> Exercise
Copy out only the span from the line with "object | tinted bus window" to the end of the data, both ends kept, word for word.

━━━ Data records ━━━

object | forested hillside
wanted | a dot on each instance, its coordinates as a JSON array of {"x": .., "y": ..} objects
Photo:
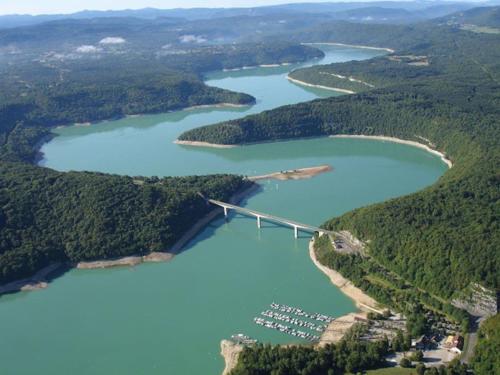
[
  {"x": 486, "y": 360},
  {"x": 47, "y": 216},
  {"x": 446, "y": 236}
]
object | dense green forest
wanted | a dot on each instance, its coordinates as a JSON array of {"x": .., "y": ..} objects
[
  {"x": 447, "y": 235},
  {"x": 486, "y": 360},
  {"x": 351, "y": 355},
  {"x": 348, "y": 356},
  {"x": 47, "y": 216}
]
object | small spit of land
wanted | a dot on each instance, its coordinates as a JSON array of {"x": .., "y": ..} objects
[
  {"x": 293, "y": 174},
  {"x": 362, "y": 300},
  {"x": 443, "y": 157},
  {"x": 230, "y": 351},
  {"x": 126, "y": 261},
  {"x": 37, "y": 281},
  {"x": 344, "y": 91},
  {"x": 202, "y": 144}
]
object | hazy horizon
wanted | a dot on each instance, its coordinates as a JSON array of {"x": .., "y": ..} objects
[{"x": 35, "y": 7}]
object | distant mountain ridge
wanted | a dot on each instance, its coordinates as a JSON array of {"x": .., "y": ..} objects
[{"x": 401, "y": 11}]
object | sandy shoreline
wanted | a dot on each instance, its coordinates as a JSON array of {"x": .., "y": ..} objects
[
  {"x": 230, "y": 351},
  {"x": 126, "y": 261},
  {"x": 38, "y": 281},
  {"x": 363, "y": 301},
  {"x": 256, "y": 66},
  {"x": 217, "y": 105},
  {"x": 202, "y": 144},
  {"x": 319, "y": 86},
  {"x": 351, "y": 45},
  {"x": 294, "y": 174},
  {"x": 443, "y": 157}
]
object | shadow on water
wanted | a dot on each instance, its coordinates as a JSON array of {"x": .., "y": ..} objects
[{"x": 50, "y": 277}]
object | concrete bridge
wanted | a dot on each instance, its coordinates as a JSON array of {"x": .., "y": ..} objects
[{"x": 263, "y": 216}]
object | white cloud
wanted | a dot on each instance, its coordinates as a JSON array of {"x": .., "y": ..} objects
[
  {"x": 112, "y": 40},
  {"x": 88, "y": 49},
  {"x": 191, "y": 39}
]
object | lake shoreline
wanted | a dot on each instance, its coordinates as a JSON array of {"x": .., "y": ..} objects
[
  {"x": 423, "y": 146},
  {"x": 202, "y": 144},
  {"x": 351, "y": 45},
  {"x": 302, "y": 83},
  {"x": 293, "y": 174},
  {"x": 420, "y": 145},
  {"x": 336, "y": 329},
  {"x": 39, "y": 280},
  {"x": 363, "y": 301}
]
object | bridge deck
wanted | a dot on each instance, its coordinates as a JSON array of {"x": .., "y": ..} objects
[{"x": 262, "y": 215}]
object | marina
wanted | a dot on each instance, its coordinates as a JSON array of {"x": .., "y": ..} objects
[
  {"x": 285, "y": 329},
  {"x": 289, "y": 319},
  {"x": 302, "y": 313},
  {"x": 242, "y": 339}
]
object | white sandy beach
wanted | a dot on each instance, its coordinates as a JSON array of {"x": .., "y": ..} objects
[
  {"x": 202, "y": 144},
  {"x": 443, "y": 157},
  {"x": 320, "y": 86}
]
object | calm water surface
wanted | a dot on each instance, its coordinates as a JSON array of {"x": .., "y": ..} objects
[{"x": 169, "y": 318}]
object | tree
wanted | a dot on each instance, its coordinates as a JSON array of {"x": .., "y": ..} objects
[{"x": 405, "y": 362}]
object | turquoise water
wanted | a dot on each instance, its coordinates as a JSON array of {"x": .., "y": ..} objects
[{"x": 169, "y": 318}]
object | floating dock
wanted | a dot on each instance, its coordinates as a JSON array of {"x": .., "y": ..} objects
[
  {"x": 285, "y": 329},
  {"x": 289, "y": 319},
  {"x": 302, "y": 313}
]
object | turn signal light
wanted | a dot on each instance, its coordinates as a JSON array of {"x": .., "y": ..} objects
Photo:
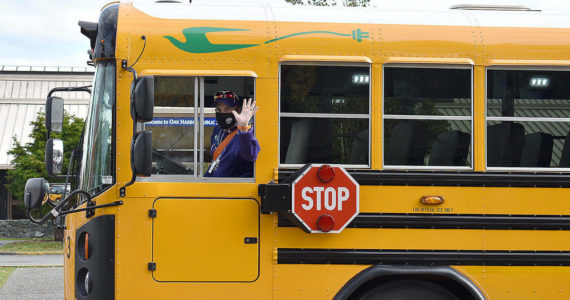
[
  {"x": 325, "y": 223},
  {"x": 325, "y": 173}
]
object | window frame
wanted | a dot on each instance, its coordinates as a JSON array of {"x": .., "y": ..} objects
[
  {"x": 520, "y": 119},
  {"x": 281, "y": 114},
  {"x": 199, "y": 112},
  {"x": 429, "y": 117}
]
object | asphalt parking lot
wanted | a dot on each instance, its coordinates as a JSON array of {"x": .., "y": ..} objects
[{"x": 30, "y": 283}]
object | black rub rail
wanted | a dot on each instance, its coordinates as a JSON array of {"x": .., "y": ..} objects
[
  {"x": 422, "y": 257},
  {"x": 454, "y": 221},
  {"x": 460, "y": 178}
]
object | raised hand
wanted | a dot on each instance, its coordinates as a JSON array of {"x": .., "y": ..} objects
[{"x": 247, "y": 111}]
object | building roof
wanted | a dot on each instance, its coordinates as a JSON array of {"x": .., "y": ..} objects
[{"x": 23, "y": 91}]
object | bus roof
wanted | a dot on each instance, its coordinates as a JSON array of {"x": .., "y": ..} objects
[{"x": 357, "y": 15}]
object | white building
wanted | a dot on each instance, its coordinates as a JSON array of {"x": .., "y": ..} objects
[{"x": 23, "y": 92}]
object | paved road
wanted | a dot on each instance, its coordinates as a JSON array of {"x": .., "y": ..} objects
[
  {"x": 4, "y": 242},
  {"x": 31, "y": 260},
  {"x": 33, "y": 284}
]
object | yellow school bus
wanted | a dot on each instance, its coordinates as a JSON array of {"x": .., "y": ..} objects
[{"x": 454, "y": 123}]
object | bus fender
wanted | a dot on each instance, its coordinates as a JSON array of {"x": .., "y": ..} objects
[{"x": 389, "y": 272}]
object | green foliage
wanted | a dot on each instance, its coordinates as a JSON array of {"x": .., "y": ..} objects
[
  {"x": 28, "y": 159},
  {"x": 351, "y": 3}
]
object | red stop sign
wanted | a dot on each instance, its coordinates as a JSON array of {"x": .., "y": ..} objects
[{"x": 328, "y": 203}]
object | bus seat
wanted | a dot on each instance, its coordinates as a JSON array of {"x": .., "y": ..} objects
[
  {"x": 360, "y": 146},
  {"x": 565, "y": 156},
  {"x": 407, "y": 144},
  {"x": 299, "y": 142},
  {"x": 537, "y": 150},
  {"x": 504, "y": 144},
  {"x": 450, "y": 149}
]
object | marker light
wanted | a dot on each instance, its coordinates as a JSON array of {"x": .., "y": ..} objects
[
  {"x": 432, "y": 200},
  {"x": 539, "y": 82},
  {"x": 360, "y": 79},
  {"x": 325, "y": 223},
  {"x": 86, "y": 246},
  {"x": 325, "y": 173}
]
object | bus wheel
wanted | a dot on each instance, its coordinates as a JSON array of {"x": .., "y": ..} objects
[{"x": 408, "y": 289}]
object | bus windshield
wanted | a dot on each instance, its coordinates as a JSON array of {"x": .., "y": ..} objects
[{"x": 97, "y": 161}]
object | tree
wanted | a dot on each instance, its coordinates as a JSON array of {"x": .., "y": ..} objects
[
  {"x": 28, "y": 159},
  {"x": 351, "y": 3}
]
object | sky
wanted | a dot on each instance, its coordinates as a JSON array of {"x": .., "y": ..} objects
[{"x": 45, "y": 33}]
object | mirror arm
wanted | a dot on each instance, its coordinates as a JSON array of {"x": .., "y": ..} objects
[
  {"x": 71, "y": 211},
  {"x": 70, "y": 89},
  {"x": 72, "y": 156},
  {"x": 55, "y": 211},
  {"x": 124, "y": 65}
]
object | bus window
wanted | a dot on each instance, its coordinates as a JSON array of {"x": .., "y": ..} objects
[
  {"x": 427, "y": 116},
  {"x": 173, "y": 125},
  {"x": 324, "y": 115},
  {"x": 180, "y": 147},
  {"x": 528, "y": 121}
]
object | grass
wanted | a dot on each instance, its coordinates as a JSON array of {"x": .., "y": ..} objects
[
  {"x": 27, "y": 239},
  {"x": 33, "y": 247},
  {"x": 5, "y": 272}
]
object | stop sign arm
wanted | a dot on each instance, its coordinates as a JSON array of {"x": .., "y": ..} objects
[{"x": 276, "y": 197}]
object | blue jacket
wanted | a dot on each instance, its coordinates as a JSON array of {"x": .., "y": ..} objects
[{"x": 236, "y": 160}]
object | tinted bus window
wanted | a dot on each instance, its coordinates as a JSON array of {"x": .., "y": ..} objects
[
  {"x": 324, "y": 114},
  {"x": 528, "y": 118},
  {"x": 427, "y": 116}
]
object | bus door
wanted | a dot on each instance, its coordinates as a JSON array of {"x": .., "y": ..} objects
[{"x": 198, "y": 238}]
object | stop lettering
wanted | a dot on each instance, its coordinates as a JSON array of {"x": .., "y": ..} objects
[{"x": 325, "y": 203}]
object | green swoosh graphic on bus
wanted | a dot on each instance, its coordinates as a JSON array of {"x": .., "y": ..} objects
[{"x": 197, "y": 41}]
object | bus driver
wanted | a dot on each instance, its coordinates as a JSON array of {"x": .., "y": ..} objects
[{"x": 233, "y": 156}]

━━━

> Reply to the task
object | tinted bus window
wanted | a dot on each instance, its coordinates as a JSON array of {"x": .., "y": ..} objects
[
  {"x": 324, "y": 114},
  {"x": 528, "y": 118},
  {"x": 427, "y": 116}
]
object | bus door
wanted | a dot on each instance, its coordinates as a JSON array of {"x": .., "y": ..} objects
[{"x": 198, "y": 238}]
object | stop lettering
wanted | a dot on each instance, its coordinates as a JSON array of {"x": .., "y": ..} objects
[{"x": 325, "y": 203}]
object | green swoosh graphic on bus
wanted | a dot on each instance, its coordinates as a JSON array of {"x": .., "y": ..} objects
[{"x": 197, "y": 41}]
object | bus driver
wanted | a dot on each instance, its coordinates as a JSON array of {"x": .., "y": ..} objects
[{"x": 233, "y": 156}]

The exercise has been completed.